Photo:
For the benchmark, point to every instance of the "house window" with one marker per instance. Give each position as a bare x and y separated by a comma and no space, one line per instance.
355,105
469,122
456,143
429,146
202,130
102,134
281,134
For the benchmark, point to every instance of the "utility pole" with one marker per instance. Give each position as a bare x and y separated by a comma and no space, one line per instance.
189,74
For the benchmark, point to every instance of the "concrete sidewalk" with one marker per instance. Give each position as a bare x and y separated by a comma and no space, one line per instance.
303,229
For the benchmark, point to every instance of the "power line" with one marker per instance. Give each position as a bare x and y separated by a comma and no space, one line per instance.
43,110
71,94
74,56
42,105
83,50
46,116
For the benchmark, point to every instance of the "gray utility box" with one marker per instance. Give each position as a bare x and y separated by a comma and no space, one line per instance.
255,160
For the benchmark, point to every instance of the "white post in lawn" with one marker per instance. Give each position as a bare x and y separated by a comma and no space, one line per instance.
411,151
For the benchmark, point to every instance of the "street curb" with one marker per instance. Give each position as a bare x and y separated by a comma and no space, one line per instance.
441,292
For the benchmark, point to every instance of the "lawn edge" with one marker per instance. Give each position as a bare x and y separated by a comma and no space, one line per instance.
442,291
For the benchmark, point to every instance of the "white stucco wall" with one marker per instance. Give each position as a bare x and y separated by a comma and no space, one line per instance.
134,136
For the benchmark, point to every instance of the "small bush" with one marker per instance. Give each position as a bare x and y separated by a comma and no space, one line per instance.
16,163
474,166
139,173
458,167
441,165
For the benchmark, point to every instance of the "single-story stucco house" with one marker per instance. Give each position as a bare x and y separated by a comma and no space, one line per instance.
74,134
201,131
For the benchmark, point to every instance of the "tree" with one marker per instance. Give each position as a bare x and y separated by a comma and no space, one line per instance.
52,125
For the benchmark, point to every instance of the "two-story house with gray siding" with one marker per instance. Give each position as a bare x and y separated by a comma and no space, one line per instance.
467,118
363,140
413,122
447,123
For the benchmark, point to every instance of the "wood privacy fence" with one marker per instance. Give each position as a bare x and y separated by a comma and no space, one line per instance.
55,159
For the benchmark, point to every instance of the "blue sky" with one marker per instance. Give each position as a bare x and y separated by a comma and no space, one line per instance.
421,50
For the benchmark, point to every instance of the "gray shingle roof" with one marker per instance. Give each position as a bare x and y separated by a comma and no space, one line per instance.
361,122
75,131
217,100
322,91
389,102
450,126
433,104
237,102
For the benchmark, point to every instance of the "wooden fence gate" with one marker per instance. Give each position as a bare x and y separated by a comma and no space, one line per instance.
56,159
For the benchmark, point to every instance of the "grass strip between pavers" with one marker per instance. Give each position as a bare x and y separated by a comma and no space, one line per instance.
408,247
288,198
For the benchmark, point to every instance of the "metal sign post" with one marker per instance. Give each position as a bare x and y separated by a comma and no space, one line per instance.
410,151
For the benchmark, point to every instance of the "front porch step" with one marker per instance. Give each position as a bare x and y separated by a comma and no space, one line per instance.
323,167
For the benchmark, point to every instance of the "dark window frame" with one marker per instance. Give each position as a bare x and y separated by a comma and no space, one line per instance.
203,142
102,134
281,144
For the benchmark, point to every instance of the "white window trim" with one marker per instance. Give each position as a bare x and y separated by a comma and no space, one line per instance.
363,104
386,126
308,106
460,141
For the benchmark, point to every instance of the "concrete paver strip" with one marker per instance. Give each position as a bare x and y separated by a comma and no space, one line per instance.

★ ★ ★ ★

Reproduce every record above exactly as it appears.

▶ [Answer for the task]
Photo:
For the benchmark, point to every instance of the "house window" with one marker per instance. Give each position as a bare x and y separated by a comma and no space, one line per instance.
355,105
469,122
456,143
429,146
202,130
102,134
281,134
For the benchmark, point to every instance of the "utility pole" with one marker per instance. Give each position as a bare x and y separated by a comma and no space, one line per instance.
189,74
For the benchmark, point to every instance of the "concrete sidewalk" with one marker per instance. Give each position as a bare x and y separated by a comma and no space, one line per instance.
303,229
For the benchmark, point to every instance of the "power line" with one marker per instance. Give each position as a bare x and y separated by a comma and no space, one line per instance.
43,110
71,94
74,56
42,105
83,50
46,116
For the benchmark, point to every instance of the "gray utility box" with one marker per instance. Give each position as a bare x and y separated by a comma and no space, one line per instance.
255,160
For the benchmark, point to every instance of the "white post in lawn" with one marker per instance. Give each position as a bare x and y separated by a comma and no space, one line per instance.
411,151
For the benchmark, point to every instance of the "street curb" with one marker per instance. Give each position as a bare x and y separated by a comma and no space, one line per instance.
441,292
For the benchmark, point to every instance of the "lawn edge" with one marker per instance. Give each position as a bare x and y separated by a comma and no space, one line per instance.
442,291
For the benchmark, point to every instance of the "white stucco wall" with one marker per instance. Give each position as a bare x and y separated by a comma and no space, one line per instance.
134,136
For the benchmark, point to every instance of the "small bush" with one marker per instance. Give each position as a bare x and y separated by a comma and no space, one line per instance.
16,163
474,166
139,173
458,167
441,165
For the benchmark, point to every instance of the "single-story stucco house" with one marker per instance. Give each position as a bare x and y separated by a comma and no space, one line per instance.
74,134
201,131
For the benchmark, point to every instance of the "tree" with one marker per instance. Give each position as a bare x and y separated by a comma and no space, one line per instance.
52,125
For the benchmark, point to every instance of the "two-story house with gray siding" with one marker per instance. Give each position as a bare x and y separated by a comma and no space, one line per instance.
467,118
363,140
413,122
447,123
For the benchmark, point to every instance of the "wood privacy fence" with one marker per instance. Give each position as a bare x and y separated by a comma and no space, one line per instance.
55,159
For the benchmark, point to every instance of the "blue sky" with one marker per instance. Give each position as a bare x and y separated by a comma and no space, one line per instance.
421,50
For the benchmark, point to every instance of the "gray shingle roof" with one marker per instance. Give each position as a bare x and y separated by a comma and no space, one line per instance.
361,122
75,131
217,100
322,91
389,102
450,126
433,104
237,102
For the benchmark, point to every instance of the "wooden fence gate" with one marker per instance. Give each position as a bare x and y separated by a comma and no space, one line per instance.
56,159
For the benchmark, point to every instance of the "grass strip between pavers" with one marker per instance. Give each position as a bare x and y separated by a comma and no space, one line per instance.
408,247
288,198
For the benchmark, point to every instance of the "metal sign post" with one marker per instance. Give each position as a bare x and y separated by a comma and no space, one line per instance.
410,151
For the benchmark, point to every instance of the "front porch step" with one marker per instance. Give each position as a bare x and y separated by a comma and no space, one line per instance.
323,167
For the benchmark, point to every instance of the "dark window frame" with one marker per instance. Give each position as a bare x and y separated by a comma and no space, one line per instance.
203,142
102,134
281,144
For the benchmark, point to every instance of the "white window trim" with one marker per instance. Give each position as a bare x and y separated by a comma and no space, one line per instance.
363,104
386,126
308,106
460,141
For the benchmark, point to every instance of the "concrete paver strip" with one marker per instance. Give each position as a bare x and y separated by a comma and no space, one line per instance.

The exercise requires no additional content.